- _WORK TO COMPLETE_: How many lines in the data below contain the word "sink"? State only the number.

(Saved data entries)

# # # # #

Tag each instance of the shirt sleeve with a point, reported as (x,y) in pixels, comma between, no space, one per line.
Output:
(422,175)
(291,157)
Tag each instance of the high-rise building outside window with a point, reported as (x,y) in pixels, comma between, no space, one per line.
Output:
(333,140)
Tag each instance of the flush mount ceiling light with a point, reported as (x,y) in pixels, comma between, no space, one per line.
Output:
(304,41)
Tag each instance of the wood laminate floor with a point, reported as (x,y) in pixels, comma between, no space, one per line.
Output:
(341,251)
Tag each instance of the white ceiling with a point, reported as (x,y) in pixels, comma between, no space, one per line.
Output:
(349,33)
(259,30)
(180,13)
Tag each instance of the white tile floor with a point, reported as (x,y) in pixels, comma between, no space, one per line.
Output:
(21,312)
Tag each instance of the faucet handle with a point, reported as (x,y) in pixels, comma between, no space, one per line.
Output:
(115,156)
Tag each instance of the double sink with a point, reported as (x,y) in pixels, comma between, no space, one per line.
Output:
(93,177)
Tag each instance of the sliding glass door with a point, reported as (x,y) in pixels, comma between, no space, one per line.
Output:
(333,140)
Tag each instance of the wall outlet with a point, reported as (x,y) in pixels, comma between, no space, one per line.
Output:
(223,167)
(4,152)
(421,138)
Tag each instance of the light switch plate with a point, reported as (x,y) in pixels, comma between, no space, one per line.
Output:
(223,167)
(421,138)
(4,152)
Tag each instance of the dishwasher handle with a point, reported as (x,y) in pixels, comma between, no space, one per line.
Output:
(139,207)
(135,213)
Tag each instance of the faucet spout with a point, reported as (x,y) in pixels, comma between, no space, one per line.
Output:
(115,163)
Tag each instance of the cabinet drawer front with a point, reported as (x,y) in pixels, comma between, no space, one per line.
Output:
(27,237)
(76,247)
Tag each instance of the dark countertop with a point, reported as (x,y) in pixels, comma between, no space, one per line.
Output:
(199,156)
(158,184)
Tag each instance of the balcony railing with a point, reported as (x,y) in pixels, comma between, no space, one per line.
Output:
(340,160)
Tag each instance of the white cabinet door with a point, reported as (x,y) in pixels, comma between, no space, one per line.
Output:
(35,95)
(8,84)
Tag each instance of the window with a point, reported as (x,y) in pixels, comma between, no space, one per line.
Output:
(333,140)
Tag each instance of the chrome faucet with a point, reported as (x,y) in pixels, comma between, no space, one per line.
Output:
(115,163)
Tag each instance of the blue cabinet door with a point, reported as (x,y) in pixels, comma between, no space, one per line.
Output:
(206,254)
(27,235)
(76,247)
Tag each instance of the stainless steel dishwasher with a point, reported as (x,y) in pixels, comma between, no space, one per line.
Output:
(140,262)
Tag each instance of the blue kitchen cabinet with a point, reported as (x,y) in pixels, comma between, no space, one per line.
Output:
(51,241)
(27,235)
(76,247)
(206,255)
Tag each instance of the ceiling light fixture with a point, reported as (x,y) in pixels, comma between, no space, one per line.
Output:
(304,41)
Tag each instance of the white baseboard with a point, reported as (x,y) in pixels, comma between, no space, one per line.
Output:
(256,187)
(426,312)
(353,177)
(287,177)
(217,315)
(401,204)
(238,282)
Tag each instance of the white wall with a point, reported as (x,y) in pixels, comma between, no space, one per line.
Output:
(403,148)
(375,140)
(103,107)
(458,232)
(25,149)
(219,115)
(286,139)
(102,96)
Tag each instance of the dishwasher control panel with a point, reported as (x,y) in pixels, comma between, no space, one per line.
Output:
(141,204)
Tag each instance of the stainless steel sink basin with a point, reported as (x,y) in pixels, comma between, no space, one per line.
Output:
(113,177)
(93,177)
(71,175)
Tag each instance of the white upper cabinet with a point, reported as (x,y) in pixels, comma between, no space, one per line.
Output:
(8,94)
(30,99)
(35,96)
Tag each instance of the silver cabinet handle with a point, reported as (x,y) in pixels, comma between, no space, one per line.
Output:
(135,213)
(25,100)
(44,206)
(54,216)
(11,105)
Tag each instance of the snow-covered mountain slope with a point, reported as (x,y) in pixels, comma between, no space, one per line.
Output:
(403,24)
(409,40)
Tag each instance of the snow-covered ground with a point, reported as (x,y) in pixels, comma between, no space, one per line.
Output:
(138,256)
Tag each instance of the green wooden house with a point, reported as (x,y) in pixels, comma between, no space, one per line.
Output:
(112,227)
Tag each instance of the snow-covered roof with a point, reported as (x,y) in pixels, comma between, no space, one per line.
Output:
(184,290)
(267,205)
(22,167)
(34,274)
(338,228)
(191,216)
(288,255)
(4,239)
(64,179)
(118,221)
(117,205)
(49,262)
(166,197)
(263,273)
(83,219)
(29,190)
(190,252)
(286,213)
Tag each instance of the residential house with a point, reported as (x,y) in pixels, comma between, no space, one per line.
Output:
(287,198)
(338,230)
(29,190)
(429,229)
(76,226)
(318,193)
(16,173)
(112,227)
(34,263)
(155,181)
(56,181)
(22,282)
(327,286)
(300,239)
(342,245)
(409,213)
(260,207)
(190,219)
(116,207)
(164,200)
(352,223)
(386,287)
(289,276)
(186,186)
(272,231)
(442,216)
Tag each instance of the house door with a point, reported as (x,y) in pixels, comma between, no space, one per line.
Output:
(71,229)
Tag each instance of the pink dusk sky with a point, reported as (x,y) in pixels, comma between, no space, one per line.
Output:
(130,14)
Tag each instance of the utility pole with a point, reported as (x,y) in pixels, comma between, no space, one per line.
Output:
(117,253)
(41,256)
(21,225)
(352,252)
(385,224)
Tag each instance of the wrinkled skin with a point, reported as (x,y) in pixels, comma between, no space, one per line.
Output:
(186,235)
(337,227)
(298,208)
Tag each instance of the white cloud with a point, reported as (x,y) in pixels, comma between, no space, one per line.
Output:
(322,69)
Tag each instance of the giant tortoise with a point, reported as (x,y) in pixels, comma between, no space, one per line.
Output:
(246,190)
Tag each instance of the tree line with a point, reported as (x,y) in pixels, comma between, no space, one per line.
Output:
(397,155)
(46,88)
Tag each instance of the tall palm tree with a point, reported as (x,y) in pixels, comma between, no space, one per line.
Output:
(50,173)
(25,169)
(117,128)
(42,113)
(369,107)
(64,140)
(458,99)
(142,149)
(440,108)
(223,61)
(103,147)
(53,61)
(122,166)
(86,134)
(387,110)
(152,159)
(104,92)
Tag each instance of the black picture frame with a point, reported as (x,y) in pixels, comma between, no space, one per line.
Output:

# # # # #

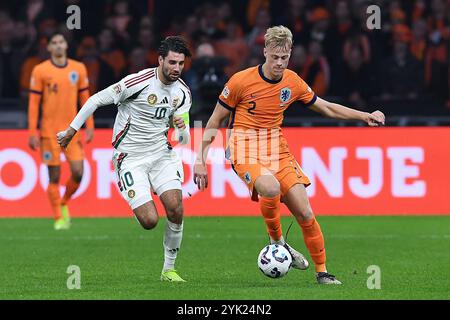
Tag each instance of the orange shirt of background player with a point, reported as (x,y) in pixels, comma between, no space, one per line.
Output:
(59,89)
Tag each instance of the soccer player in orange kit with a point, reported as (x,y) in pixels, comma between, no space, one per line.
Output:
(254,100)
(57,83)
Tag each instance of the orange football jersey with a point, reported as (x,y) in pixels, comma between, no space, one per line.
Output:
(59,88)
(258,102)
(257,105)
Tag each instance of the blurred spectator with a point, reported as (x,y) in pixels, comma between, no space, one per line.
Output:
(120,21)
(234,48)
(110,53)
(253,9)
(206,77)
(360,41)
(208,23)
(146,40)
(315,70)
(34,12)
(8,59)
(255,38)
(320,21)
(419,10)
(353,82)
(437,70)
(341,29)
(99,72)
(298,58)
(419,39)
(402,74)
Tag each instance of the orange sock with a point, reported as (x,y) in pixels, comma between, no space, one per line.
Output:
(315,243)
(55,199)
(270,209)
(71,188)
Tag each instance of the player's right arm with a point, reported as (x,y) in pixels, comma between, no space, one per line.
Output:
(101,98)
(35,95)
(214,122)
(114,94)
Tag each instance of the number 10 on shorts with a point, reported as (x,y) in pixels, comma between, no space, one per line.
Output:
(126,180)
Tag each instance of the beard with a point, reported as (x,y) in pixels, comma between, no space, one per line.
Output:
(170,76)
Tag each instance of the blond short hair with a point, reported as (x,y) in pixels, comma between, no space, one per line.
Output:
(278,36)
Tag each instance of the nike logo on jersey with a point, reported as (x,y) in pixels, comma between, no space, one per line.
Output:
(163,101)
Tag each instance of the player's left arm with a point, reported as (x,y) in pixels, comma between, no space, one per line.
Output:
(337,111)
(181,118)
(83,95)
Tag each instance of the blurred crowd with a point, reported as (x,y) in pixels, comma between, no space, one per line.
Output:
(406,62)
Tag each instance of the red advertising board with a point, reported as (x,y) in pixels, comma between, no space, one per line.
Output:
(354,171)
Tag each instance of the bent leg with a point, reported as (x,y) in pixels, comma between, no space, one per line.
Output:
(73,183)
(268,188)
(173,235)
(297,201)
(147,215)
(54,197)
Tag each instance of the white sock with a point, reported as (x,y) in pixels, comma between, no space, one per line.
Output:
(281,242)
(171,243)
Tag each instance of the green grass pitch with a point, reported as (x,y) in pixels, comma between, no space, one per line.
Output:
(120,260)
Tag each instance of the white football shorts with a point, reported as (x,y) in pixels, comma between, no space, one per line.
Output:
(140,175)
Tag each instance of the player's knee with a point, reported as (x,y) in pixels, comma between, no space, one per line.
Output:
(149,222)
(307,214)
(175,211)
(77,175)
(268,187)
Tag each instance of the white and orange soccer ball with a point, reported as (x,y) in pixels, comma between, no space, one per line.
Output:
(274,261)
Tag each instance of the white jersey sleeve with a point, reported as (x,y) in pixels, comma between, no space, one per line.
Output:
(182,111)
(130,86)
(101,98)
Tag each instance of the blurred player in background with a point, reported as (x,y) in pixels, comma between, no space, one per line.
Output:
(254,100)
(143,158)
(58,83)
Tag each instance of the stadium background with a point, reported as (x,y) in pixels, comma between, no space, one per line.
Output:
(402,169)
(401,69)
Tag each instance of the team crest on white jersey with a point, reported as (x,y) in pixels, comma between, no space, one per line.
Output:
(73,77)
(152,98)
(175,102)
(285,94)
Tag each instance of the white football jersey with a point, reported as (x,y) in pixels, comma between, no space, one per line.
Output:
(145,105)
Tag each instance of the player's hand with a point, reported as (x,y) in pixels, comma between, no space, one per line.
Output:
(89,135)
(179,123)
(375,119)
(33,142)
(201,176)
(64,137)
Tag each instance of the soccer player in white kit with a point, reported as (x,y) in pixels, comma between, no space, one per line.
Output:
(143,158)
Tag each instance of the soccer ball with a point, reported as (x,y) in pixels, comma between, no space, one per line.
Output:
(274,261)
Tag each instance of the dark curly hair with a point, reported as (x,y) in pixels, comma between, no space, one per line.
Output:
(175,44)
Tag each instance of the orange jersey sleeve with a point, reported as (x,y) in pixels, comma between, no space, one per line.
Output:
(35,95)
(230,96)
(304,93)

# # # # #

- _YOUR RESPONSE_: 2